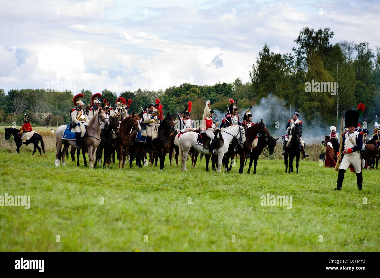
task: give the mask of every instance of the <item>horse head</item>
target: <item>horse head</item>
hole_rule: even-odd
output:
[[[257,130],[258,133],[265,135],[265,138],[266,139],[266,141],[267,142],[268,142],[268,140],[269,139],[269,137],[270,137],[271,134],[269,134],[269,131],[268,131],[268,130],[266,129],[266,127],[265,126],[265,124],[263,122],[263,119],[261,119],[261,121],[259,122],[258,123],[259,127],[258,129]]]
[[[109,121],[107,118],[107,116],[105,112],[103,110],[100,110],[98,112],[98,122],[103,122],[104,125],[104,129],[108,129],[108,127],[109,126]]]

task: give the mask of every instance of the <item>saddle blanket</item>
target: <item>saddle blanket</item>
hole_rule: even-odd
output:
[[[87,125],[84,125],[84,128],[87,130]],[[84,133],[84,135],[86,135],[87,133]],[[62,139],[65,140],[74,140],[75,141],[75,128],[70,128],[70,125],[67,125],[66,128],[63,131],[63,135],[62,136]]]
[[[22,134],[22,142],[26,142],[33,137],[35,133],[38,134],[37,131],[28,131]]]
[[[142,132],[142,131],[140,131],[137,133],[137,135],[136,135],[136,141],[138,142],[145,143],[146,142],[146,136],[142,136],[141,135]]]
[[[203,145],[203,138],[202,136],[201,133],[198,133],[198,136],[196,137],[196,141],[195,144],[197,145]]]

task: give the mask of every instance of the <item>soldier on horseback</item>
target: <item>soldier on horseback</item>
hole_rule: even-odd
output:
[[[22,144],[22,139],[25,135],[24,134],[25,133],[33,131],[32,129],[32,124],[29,120],[29,117],[26,114],[24,115],[25,116],[24,119],[24,124],[20,129],[20,133],[19,133],[20,135],[20,144],[21,145]]]
[[[335,132],[335,131],[336,130],[336,128],[334,126],[331,126],[330,127],[330,130],[331,132],[331,133],[330,134],[330,139],[332,139],[332,138],[334,138],[336,139],[339,142],[339,133],[337,133]]]
[[[91,105],[92,107],[88,110],[89,121],[90,121],[93,116],[99,111],[99,108],[100,106],[100,101],[98,99],[98,98],[101,97],[101,95],[98,93],[93,95],[91,97]]]
[[[343,134],[342,147],[344,150],[342,155],[344,155],[339,167],[338,172],[337,186],[333,190],[340,190],[344,178],[344,173],[347,168],[350,167],[355,170],[356,175],[358,189],[361,190],[363,187],[363,176],[362,173],[363,163],[360,150],[363,144],[363,133],[359,132],[355,129],[358,127],[359,118],[364,111],[365,106],[359,103],[356,110],[348,110],[345,115],[344,123],[348,131]],[[353,172],[353,171],[352,171]]]
[[[284,152],[282,153],[282,155],[285,155],[287,153],[288,150],[287,147],[288,145],[288,143],[290,141],[289,139],[291,139],[291,138],[290,137],[290,136],[291,136],[291,130],[294,128],[294,125],[298,124],[301,125],[301,127],[302,126],[302,121],[300,121],[299,119],[298,119],[298,116],[299,116],[299,111],[297,110],[293,115],[293,119],[289,120],[289,122],[288,122],[288,124],[287,125],[286,128],[288,131],[288,134],[286,136],[282,137],[284,138]],[[305,151],[305,142],[302,139],[302,137],[300,138],[300,142],[301,143],[301,147],[302,147],[302,151],[303,153],[304,156],[304,157],[308,157],[309,156],[309,155],[306,153],[306,152]]]
[[[129,100],[128,100],[129,102]],[[109,115],[114,118],[116,118],[119,122],[127,117],[128,112],[125,107],[127,106],[127,101],[122,97],[120,97],[116,100],[115,107],[112,110],[109,110]]]
[[[202,129],[201,133],[206,133],[211,139],[209,151],[212,154],[216,153],[215,151],[215,143],[216,142],[217,138],[214,134],[214,130],[215,127],[212,119],[211,119],[211,102],[209,100],[206,101],[206,106],[204,107],[203,112],[203,116],[202,117]],[[213,111],[214,112],[214,111]]]
[[[83,109],[83,103],[80,98],[84,97],[83,94],[78,94],[73,98],[73,102],[75,106],[70,111],[70,116],[71,121],[75,125],[75,143],[77,149],[82,148],[80,144],[81,138],[84,136],[86,131],[85,125],[89,122],[88,118],[86,112]]]
[[[184,112],[184,117],[182,119],[182,125],[181,127],[183,127],[183,128],[181,130],[181,133],[192,131],[195,129],[194,128],[193,120],[190,119],[190,112],[191,112],[192,105],[192,102],[189,102],[185,109],[185,112]]]
[[[243,120],[241,125],[246,129],[252,126],[252,114],[251,114],[252,108],[252,106],[249,106],[249,109],[245,111],[245,113],[243,117]]]

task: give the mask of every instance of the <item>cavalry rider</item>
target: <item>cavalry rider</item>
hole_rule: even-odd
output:
[[[103,103],[101,104],[101,109],[104,111],[106,113],[106,117],[108,119],[109,117],[109,111],[113,110],[112,108],[110,108],[108,106],[108,103],[107,102],[107,99],[104,98],[103,100]]]
[[[81,138],[84,136],[86,129],[84,126],[88,123],[88,118],[83,109],[84,103],[80,98],[84,97],[83,94],[78,94],[73,98],[73,102],[75,106],[70,111],[71,121],[76,124],[75,126],[75,143],[77,148],[82,148],[81,146]]]
[[[114,109],[109,111],[109,116],[116,118],[119,122],[128,116],[128,112],[125,109],[127,101],[122,97],[120,97],[116,100],[116,102]]]
[[[91,105],[92,105],[92,107],[89,110],[89,114],[87,115],[89,116],[89,122],[91,120],[93,116],[99,111],[99,108],[100,106],[100,101],[98,99],[98,98],[101,97],[101,95],[98,93],[93,95],[91,97]]]
[[[238,114],[239,109],[235,105],[237,102],[238,100],[234,102],[232,98],[230,100],[230,104],[228,106],[226,117],[222,120],[224,124],[222,125],[222,126],[224,127],[228,127],[231,125],[240,125],[240,119],[239,119],[239,114]]]
[[[344,150],[342,154],[344,156],[338,172],[337,187],[333,190],[342,189],[344,173],[349,167],[352,171],[353,168],[356,175],[358,189],[361,190],[363,184],[362,173],[363,163],[360,150],[363,144],[363,133],[355,130],[358,127],[359,118],[364,111],[365,107],[363,103],[359,103],[357,110],[348,110],[346,112],[344,123],[346,127],[348,129],[348,131],[343,134],[342,144],[342,146],[344,147]]]
[[[192,105],[192,103],[189,102],[185,109],[185,112],[184,112],[184,117],[182,119],[182,122],[181,123],[181,127],[183,128],[181,130],[181,133],[195,130],[193,120],[190,119],[190,112],[191,112]]]
[[[243,116],[243,122],[241,125],[246,129],[252,126],[252,114],[251,114],[252,106],[249,106],[249,109],[245,111],[245,114]]]
[[[211,153],[215,154],[216,153],[216,151],[215,151],[214,148],[217,138],[214,135],[214,131],[216,126],[211,118],[211,111],[214,112],[211,109],[211,102],[209,100],[207,100],[206,101],[206,106],[204,107],[203,116],[202,119],[201,133],[206,133],[211,139],[209,151]]]
[[[334,126],[331,126],[330,127],[330,130],[331,132],[330,134],[330,139],[332,139],[333,138],[335,138],[338,140],[338,142],[339,142],[339,133],[335,132],[335,131],[336,130],[336,128]]]
[[[158,137],[158,131],[156,124],[160,123],[160,118],[162,117],[162,113],[160,115],[159,110],[160,109],[159,106],[155,107],[151,103],[142,114],[142,122],[146,125],[145,129],[146,131],[147,150],[152,149],[152,141]]]
[[[29,120],[29,117],[26,114],[24,115],[25,116],[25,117],[24,119],[24,124],[21,127],[21,128],[20,129],[20,133],[19,133],[20,135],[20,143],[21,144],[22,144],[22,138],[24,138],[24,133],[33,131],[32,129],[32,125]]]
[[[287,125],[286,128],[288,130],[288,134],[285,137],[284,140],[284,152],[282,153],[282,155],[285,155],[287,153],[288,148],[287,147],[287,145],[289,141],[289,137],[291,132],[291,130],[294,128],[294,125],[296,123],[302,126],[302,121],[300,121],[298,119],[298,116],[299,116],[299,111],[297,110],[293,115],[293,119],[289,120]],[[305,151],[305,142],[302,139],[302,137],[299,138],[301,143],[301,146],[302,147],[302,151],[303,152],[304,156],[304,157],[309,157],[309,155],[306,153]]]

**Do this**
List every line of the data that contains the word "task", copying each line in full.

**Response below**
task: give the mask of every instance of the <item>horse head</item>
task: give the mask of every instance of the <item>saddle blanket</item>
task: give the mask of every instance of the <item>soldier on horseback</item>
task: give the mask of every instance of the <item>cavalry rider</item>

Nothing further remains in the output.